[Exercise data — start]

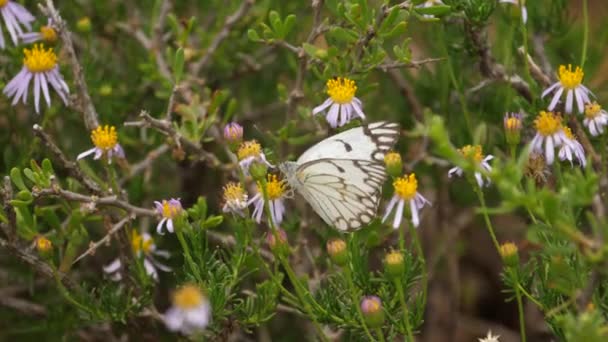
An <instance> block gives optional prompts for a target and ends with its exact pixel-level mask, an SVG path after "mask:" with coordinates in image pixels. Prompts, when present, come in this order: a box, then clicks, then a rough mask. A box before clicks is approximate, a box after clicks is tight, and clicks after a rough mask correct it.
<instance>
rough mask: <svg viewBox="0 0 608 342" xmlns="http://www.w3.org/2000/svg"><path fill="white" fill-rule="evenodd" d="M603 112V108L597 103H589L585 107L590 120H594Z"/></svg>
mask: <svg viewBox="0 0 608 342" xmlns="http://www.w3.org/2000/svg"><path fill="white" fill-rule="evenodd" d="M601 111H602V106H600V105H599V104H598V103H597V102H595V101H593V103H587V104H586V105H585V116H586V117H587V118H589V119H593V118H595V117H596V116H598V115H599V114H600V112H601Z"/></svg>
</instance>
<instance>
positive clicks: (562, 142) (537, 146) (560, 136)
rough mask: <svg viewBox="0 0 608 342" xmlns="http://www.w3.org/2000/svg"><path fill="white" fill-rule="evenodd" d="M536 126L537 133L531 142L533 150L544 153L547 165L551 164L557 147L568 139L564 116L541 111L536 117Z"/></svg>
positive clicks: (545, 160) (532, 149) (559, 145)
mask: <svg viewBox="0 0 608 342" xmlns="http://www.w3.org/2000/svg"><path fill="white" fill-rule="evenodd" d="M534 127H535V128H536V135H535V136H534V138H533V139H532V141H531V142H530V144H531V145H532V151H534V152H537V153H539V154H542V155H543V156H544V157H545V161H546V162H547V165H551V164H553V160H554V159H555V148H556V147H560V146H562V144H563V143H564V141H565V140H566V139H568V138H567V137H566V133H565V132H564V127H563V126H562V118H561V116H559V115H556V114H554V113H553V112H545V111H541V112H540V113H539V114H538V117H536V119H534ZM543 145H544V148H543Z"/></svg>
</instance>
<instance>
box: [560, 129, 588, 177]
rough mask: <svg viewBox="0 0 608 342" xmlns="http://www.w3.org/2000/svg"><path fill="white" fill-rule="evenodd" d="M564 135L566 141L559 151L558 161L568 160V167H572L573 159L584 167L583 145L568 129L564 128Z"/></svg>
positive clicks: (560, 148) (569, 129)
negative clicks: (573, 157) (577, 161)
mask: <svg viewBox="0 0 608 342" xmlns="http://www.w3.org/2000/svg"><path fill="white" fill-rule="evenodd" d="M564 134H565V135H566V140H564V143H563V144H562V147H561V148H560V149H559V154H558V157H559V159H560V160H562V161H564V160H568V161H569V162H570V165H573V164H572V159H573V157H574V158H576V159H577V160H578V163H579V164H580V165H581V166H582V167H585V165H587V158H585V149H583V145H581V143H579V142H578V141H577V140H576V137H574V134H572V131H571V130H570V127H564Z"/></svg>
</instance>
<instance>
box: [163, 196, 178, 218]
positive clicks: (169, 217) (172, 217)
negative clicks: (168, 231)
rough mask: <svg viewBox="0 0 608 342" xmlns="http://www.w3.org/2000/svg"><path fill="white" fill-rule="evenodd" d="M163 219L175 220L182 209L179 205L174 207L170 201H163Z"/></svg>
mask: <svg viewBox="0 0 608 342" xmlns="http://www.w3.org/2000/svg"><path fill="white" fill-rule="evenodd" d="M162 205H163V217H164V218H170V219H172V218H174V217H175V216H177V215H178V214H179V213H180V212H181V208H180V207H179V206H178V205H172V204H171V203H170V202H169V201H167V200H163V203H162Z"/></svg>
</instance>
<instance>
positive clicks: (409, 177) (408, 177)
mask: <svg viewBox="0 0 608 342" xmlns="http://www.w3.org/2000/svg"><path fill="white" fill-rule="evenodd" d="M393 187H394V188H395V194H397V196H399V197H401V198H402V199H404V200H406V201H409V200H411V199H413V198H414V197H415V196H416V191H418V181H417V180H416V175H415V174H413V173H412V174H410V175H409V176H403V177H399V178H397V179H395V181H394V182H393Z"/></svg>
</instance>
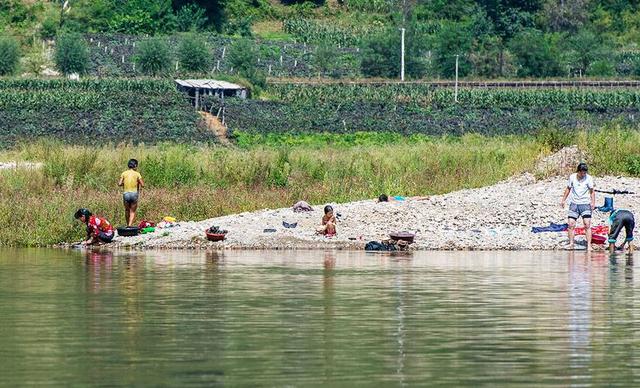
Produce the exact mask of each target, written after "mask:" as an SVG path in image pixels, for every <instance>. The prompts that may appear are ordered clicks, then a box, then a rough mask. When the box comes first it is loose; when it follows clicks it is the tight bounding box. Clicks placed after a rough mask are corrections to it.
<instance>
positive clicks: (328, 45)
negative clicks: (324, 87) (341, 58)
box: [312, 45, 337, 76]
mask: <svg viewBox="0 0 640 388" xmlns="http://www.w3.org/2000/svg"><path fill="white" fill-rule="evenodd" d="M336 55H337V53H336V50H335V49H334V48H333V47H332V46H331V45H320V46H318V47H316V51H315V53H314V54H313V57H312V64H313V68H314V70H315V71H317V72H318V76H320V74H322V73H325V74H326V73H331V72H332V71H333V69H334V67H335V58H336Z"/></svg>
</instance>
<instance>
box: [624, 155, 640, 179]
mask: <svg viewBox="0 0 640 388" xmlns="http://www.w3.org/2000/svg"><path fill="white" fill-rule="evenodd" d="M625 162H626V168H627V172H628V173H629V174H631V175H633V176H640V156H638V155H629V156H628V157H627V160H626V161H625Z"/></svg>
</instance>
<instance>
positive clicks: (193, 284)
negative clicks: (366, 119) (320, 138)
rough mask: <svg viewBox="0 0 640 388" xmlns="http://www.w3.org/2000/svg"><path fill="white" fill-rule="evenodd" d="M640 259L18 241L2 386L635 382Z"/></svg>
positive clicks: (484, 383) (544, 254)
mask: <svg viewBox="0 0 640 388" xmlns="http://www.w3.org/2000/svg"><path fill="white" fill-rule="evenodd" d="M634 265H635V264H634V260H633V257H627V256H624V255H619V254H616V255H614V256H609V255H608V254H606V253H599V252H594V253H591V254H586V253H583V252H579V253H577V252H569V253H566V252H552V253H549V252H538V253H528V252H520V253H504V252H502V253H501V252H469V253H443V252H424V253H415V254H412V255H368V254H364V253H356V252H334V251H327V252H232V251H224V252H219V251H208V252H145V253H136V252H121V253H115V254H114V253H110V252H105V251H100V250H95V251H86V252H79V251H78V252H76V251H73V252H68V253H61V252H60V251H38V250H36V251H33V250H23V251H20V250H18V251H16V250H13V251H0V328H1V330H2V334H3V335H2V336H0V365H2V366H0V374H1V375H2V377H3V381H2V383H0V385H1V384H7V385H8V386H15V385H24V384H25V382H26V383H27V384H28V385H42V384H53V385H94V384H108V385H179V386H185V385H187V386H188V385H194V386H215V385H229V386H235V385H269V386H273V385H275V386H282V385H296V386H297V385H302V386H304V385H315V384H322V385H332V386H333V385H357V384H362V383H363V382H364V383H367V384H371V385H381V386H407V385H418V386H421V385H427V384H429V385H454V386H464V385H473V386H476V385H495V384H504V385H514V384H532V383H533V384H535V385H554V386H557V385H625V386H628V385H634V383H636V381H637V380H638V376H637V371H638V368H637V366H638V365H640V364H639V361H640V354H638V352H637V351H636V349H638V348H639V347H638V345H640V336H639V334H638V331H637V327H638V324H639V323H640V319H639V317H638V313H637V311H638V309H639V307H638V302H636V298H635V288H636V284H635V283H636V282H635V278H634V274H633V272H634ZM96 365H100V367H99V368H98V367H96ZM7 372H8V373H7Z"/></svg>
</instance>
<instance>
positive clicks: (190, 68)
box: [178, 34, 211, 73]
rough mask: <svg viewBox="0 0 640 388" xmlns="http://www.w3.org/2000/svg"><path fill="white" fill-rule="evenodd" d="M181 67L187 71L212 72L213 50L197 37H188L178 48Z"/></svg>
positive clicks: (181, 41) (183, 38)
mask: <svg viewBox="0 0 640 388" xmlns="http://www.w3.org/2000/svg"><path fill="white" fill-rule="evenodd" d="M178 57H179V58H180V65H181V66H182V68H183V69H184V70H186V71H190V72H196V73H206V72H207V71H210V70H211V50H209V48H208V47H207V45H206V43H205V42H204V41H203V40H200V39H199V38H198V37H197V36H195V35H192V34H189V35H186V36H185V37H184V38H183V39H182V41H181V42H180V46H179V48H178Z"/></svg>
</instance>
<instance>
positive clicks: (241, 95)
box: [176, 79, 248, 109]
mask: <svg viewBox="0 0 640 388" xmlns="http://www.w3.org/2000/svg"><path fill="white" fill-rule="evenodd" d="M176 84H177V85H178V90H180V91H181V92H183V93H185V94H187V95H188V96H189V97H191V98H192V99H193V101H194V105H195V107H196V109H198V107H200V106H201V105H202V104H201V98H202V97H204V96H218V97H220V98H226V97H238V98H247V94H248V91H247V88H245V87H244V86H241V85H238V84H233V83H231V82H227V81H218V80H214V79H187V80H182V79H177V80H176Z"/></svg>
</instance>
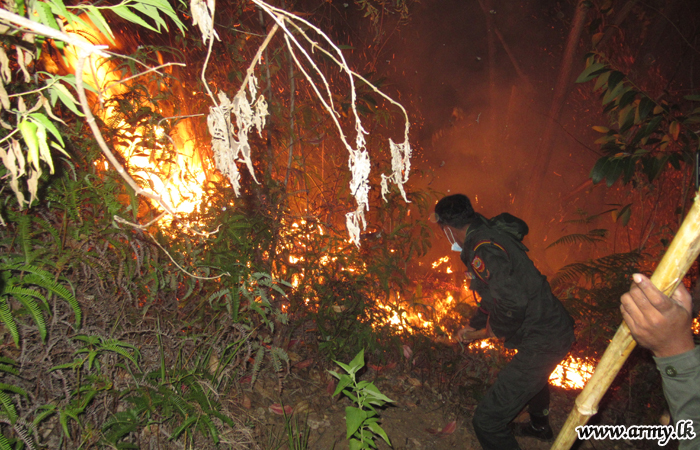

[Exercise data — finish]

→ Problem description
Above are the records; from them, give again exactly the lines from the one containing "135L566 141L559 151L558" through the one containing "positive clicks: (560, 148) (569, 129)", both included.

→ Answer to this exercise
rough mask: <svg viewBox="0 0 608 342" xmlns="http://www.w3.org/2000/svg"><path fill="white" fill-rule="evenodd" d="M564 135L566 141L559 151L558 161L568 160V167H572L573 159L584 167L583 145L568 129L564 128Z"/></svg>
positive clicks: (560, 148) (569, 129)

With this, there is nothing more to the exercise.